### Fonte
━━━━━━━━━━━━━━━━
Apoiados por 22 voluntários, sobretudo biólogos e educadores, mais de 100 participantes (dos quais 40 apresentavam deficiência visual) sentiram nas suas mãos o padrão das asas de borboletas, ninhos de vespas, crânios dos nossos antepassados hominídeos, penas de pavão e de outras aves, ou até a carapaça de uma tartaruga. Também havia moluscos e ouriços-do-mar, plantas de vários climas e um sem número de conchas de todos os tamanhos para explorar e conhecer.

O “guia” desta exposição interactiva era uma árvore da vida em relevo feita de carpete, no chão, para que pudesse ser sentida pelos participantes invisuais. Paralelamente, discutiu-se ancestralidade comum, adaptação e extinção.

A visão não é o sentido mais utilizado pelos seres vivos

“A informação sobre a natureza e o mundo que nos rodeia é na sua grande maioria visual: os documentários, os livros… Para muitas das pessoas com deficiência visual, principalmente as com deficiência visual congénita, a sala da árvore da vida foi a primeira oportunidade de conhecerem os outros organismos que habitam o planeta connosco! E não só puderam conhecê-los como perceber como estamos interligados e como existem formas de vida tão diferentes que experienciam o mundo de forma tão diferente!”, aponta a bióloga Telma Laurentino ao nosso Jornal.

“De acordo com os dados que recolhemos, 23% das pessoas com deficiência visual mudaram a sua opinião em relação à visão ser o sentido mais utilizado pelos seres vivos. De facto não é! Evolutivamente falando, são muito muito poucos os organismos com o que chamamos “olhos” ou que utilizam a visão para navegar o mundo. Talvez estes factos sejam promotores de um sentimento de inclusão e talvez este tenha sido um dos aspectos que motivou as pessoas com deficiência a permanecer na sala, algumas delas mais de 3h, quando esperávamos que ficassem no máximo 1h. Quando parávamos para observar os participantes, as expressões mais presentes eram sorrisos e ares curiosos. 100% dos participantes inquiridos sentiram-se confortáveis ou muito confortáveis durante o tempo que passaram na sala”, completa a responsável pelo projecto.
━━━━━━━━━━━━━━━━
### Dados fornecidos
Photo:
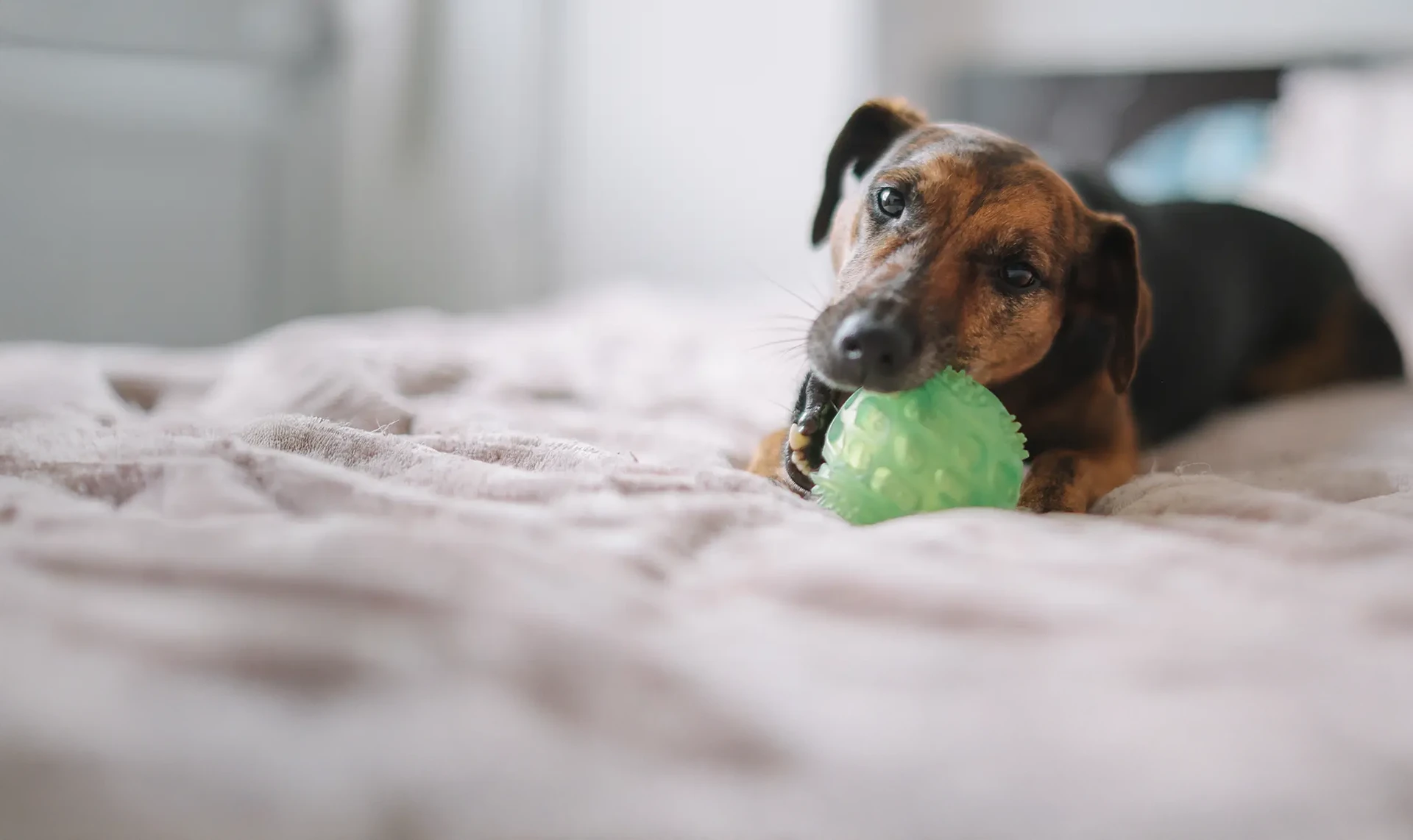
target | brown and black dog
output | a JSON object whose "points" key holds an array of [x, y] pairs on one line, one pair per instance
{"points": [[963, 249]]}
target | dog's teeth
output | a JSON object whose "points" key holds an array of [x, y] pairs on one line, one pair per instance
{"points": [[801, 463], [797, 439]]}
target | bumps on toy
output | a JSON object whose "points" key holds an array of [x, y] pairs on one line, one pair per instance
{"points": [[943, 445]]}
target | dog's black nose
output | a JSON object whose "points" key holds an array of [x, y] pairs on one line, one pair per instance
{"points": [[871, 352]]}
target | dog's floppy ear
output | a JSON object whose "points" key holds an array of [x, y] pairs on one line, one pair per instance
{"points": [[869, 133], [1116, 291]]}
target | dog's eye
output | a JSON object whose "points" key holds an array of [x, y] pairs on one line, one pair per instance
{"points": [[892, 202], [1019, 276]]}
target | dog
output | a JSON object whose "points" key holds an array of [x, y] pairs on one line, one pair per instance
{"points": [[1105, 327]]}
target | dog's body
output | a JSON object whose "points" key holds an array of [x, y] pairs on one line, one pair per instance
{"points": [[1245, 307], [966, 250]]}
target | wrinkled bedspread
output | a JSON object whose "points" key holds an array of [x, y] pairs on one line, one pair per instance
{"points": [[417, 577]]}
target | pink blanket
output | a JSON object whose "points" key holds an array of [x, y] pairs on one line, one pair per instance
{"points": [[439, 577]]}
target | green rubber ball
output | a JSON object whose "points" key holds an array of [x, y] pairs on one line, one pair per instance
{"points": [[943, 445]]}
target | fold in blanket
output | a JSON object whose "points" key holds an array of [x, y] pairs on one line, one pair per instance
{"points": [[427, 577]]}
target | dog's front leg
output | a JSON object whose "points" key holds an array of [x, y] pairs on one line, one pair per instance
{"points": [[795, 454]]}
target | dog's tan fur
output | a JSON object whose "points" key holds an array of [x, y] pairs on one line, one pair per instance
{"points": [[985, 196]]}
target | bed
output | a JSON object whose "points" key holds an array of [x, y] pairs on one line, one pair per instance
{"points": [[423, 577]]}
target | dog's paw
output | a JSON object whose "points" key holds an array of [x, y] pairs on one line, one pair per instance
{"points": [[803, 451]]}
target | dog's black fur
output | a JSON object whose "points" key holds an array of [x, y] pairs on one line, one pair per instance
{"points": [[1234, 288]]}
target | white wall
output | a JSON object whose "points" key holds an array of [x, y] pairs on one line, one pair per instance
{"points": [[694, 136], [1145, 35]]}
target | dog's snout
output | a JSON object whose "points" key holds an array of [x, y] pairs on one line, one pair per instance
{"points": [[872, 352]]}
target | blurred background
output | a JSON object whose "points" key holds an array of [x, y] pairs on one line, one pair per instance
{"points": [[191, 171]]}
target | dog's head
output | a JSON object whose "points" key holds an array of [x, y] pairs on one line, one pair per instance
{"points": [[961, 249]]}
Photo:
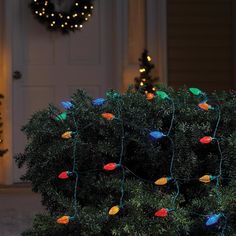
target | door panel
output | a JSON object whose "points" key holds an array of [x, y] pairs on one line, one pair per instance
{"points": [[54, 65]]}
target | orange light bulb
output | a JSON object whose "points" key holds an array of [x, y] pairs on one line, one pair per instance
{"points": [[162, 181], [67, 135], [108, 116]]}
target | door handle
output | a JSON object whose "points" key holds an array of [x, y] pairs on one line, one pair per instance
{"points": [[17, 75]]}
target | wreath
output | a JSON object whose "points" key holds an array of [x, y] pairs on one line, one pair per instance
{"points": [[60, 15]]}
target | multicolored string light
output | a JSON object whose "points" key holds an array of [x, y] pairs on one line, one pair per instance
{"points": [[214, 218], [155, 135]]}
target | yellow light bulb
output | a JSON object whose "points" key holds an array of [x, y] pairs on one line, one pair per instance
{"points": [[114, 210], [67, 135], [205, 179], [162, 181]]}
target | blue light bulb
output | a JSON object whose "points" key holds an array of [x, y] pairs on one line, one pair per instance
{"points": [[213, 219], [98, 101], [67, 105], [156, 135]]}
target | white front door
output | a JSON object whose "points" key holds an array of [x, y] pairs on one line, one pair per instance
{"points": [[54, 65]]}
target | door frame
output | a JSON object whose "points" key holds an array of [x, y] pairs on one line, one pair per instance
{"points": [[156, 41], [6, 167]]}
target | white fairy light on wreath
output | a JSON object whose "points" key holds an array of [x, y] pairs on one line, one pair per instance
{"points": [[46, 13]]}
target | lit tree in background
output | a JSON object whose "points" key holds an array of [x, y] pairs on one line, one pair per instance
{"points": [[145, 83], [2, 151]]}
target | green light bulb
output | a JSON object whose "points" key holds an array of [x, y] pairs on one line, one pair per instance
{"points": [[162, 94], [61, 116], [195, 91]]}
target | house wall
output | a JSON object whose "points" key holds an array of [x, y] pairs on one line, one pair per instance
{"points": [[201, 43]]}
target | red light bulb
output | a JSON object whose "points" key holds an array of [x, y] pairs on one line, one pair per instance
{"points": [[65, 175], [206, 139], [111, 166], [163, 212]]}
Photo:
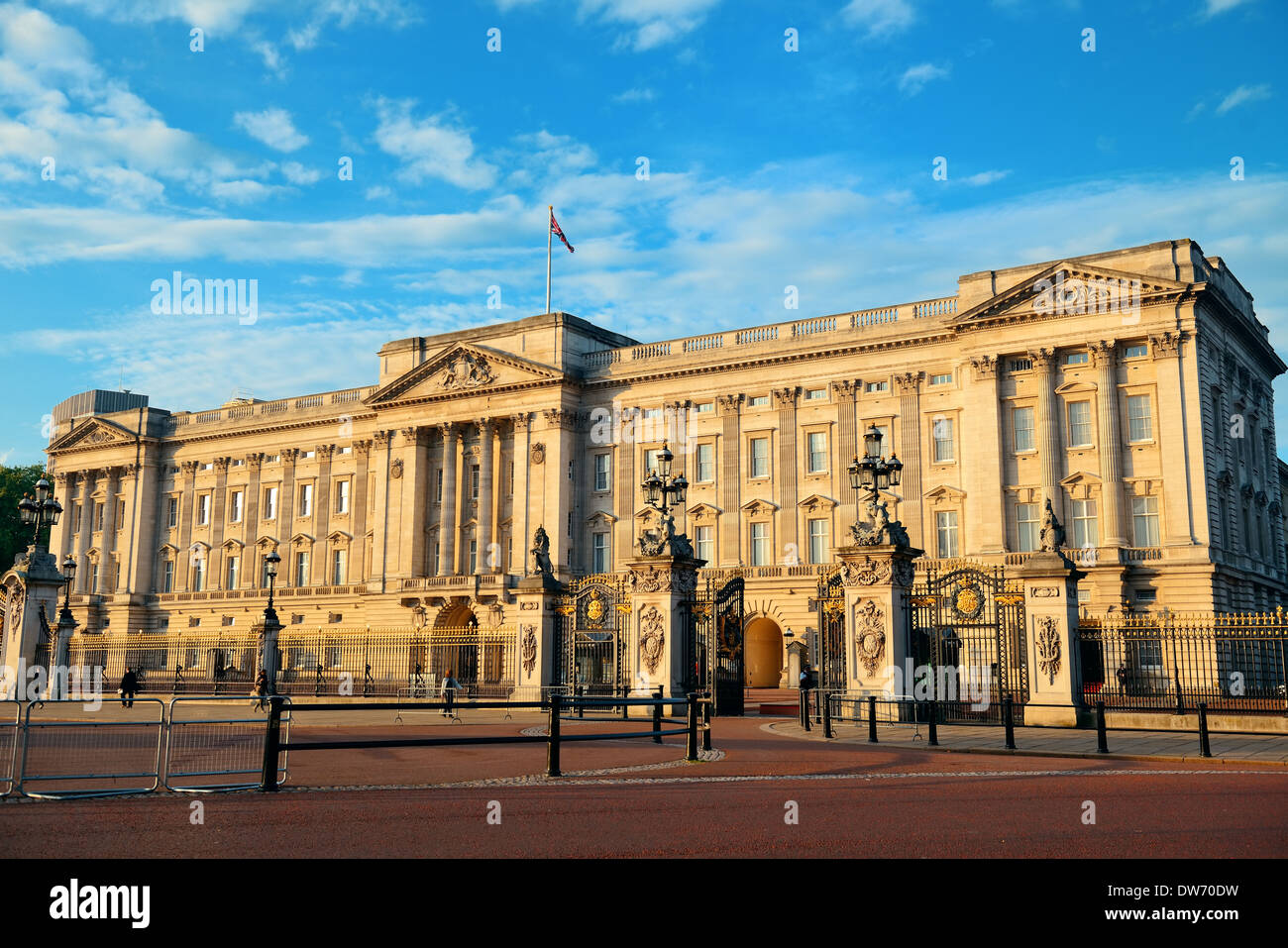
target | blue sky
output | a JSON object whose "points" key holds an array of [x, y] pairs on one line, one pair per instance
{"points": [[765, 167]]}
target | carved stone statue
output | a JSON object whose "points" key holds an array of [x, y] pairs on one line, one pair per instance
{"points": [[1052, 531], [541, 563]]}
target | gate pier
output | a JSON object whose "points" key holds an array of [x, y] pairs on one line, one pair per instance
{"points": [[1051, 635]]}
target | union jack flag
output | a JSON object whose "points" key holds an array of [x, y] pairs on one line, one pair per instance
{"points": [[558, 232]]}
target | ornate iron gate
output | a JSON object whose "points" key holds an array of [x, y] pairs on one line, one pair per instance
{"points": [[719, 661], [591, 634], [829, 603], [966, 625]]}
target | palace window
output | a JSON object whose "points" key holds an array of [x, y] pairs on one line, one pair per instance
{"points": [[818, 541], [1140, 419], [1080, 424], [706, 464], [704, 544], [945, 532], [816, 453], [1021, 424], [1144, 517], [941, 432], [1026, 527], [599, 553], [1086, 532], [760, 544]]}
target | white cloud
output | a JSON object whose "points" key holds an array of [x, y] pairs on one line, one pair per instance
{"points": [[1243, 94], [297, 174], [273, 127], [915, 77], [429, 147], [879, 18]]}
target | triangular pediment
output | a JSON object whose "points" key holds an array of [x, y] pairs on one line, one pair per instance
{"points": [[463, 369], [1069, 287], [93, 433]]}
━━━━━━━━━━━━━━━━
Transcreva, sem alterações, o trecho do texto sobre a exposição da árvore da vida que começa em "Apoiados por 22" e vai até "explorar e conhecer.".

### Resposta correta
Apoiados por 22 voluntários, sobretudo biólogos e educadores, mais de 100 participantes (dos quais 40 apresentavam deficiência visual) sentiram nas suas mãos o padrão das asas de borboletas, ninhos de vespas, crânios dos nossos antepassados hominídeos, penas de pavão e de outras aves, ou até a carapaça de uma tartaruga. Também havia moluscos e ouriços-do-mar, plantas de vários climas e um sem número de conchas de todos os tamanhos para explorar e conhecer.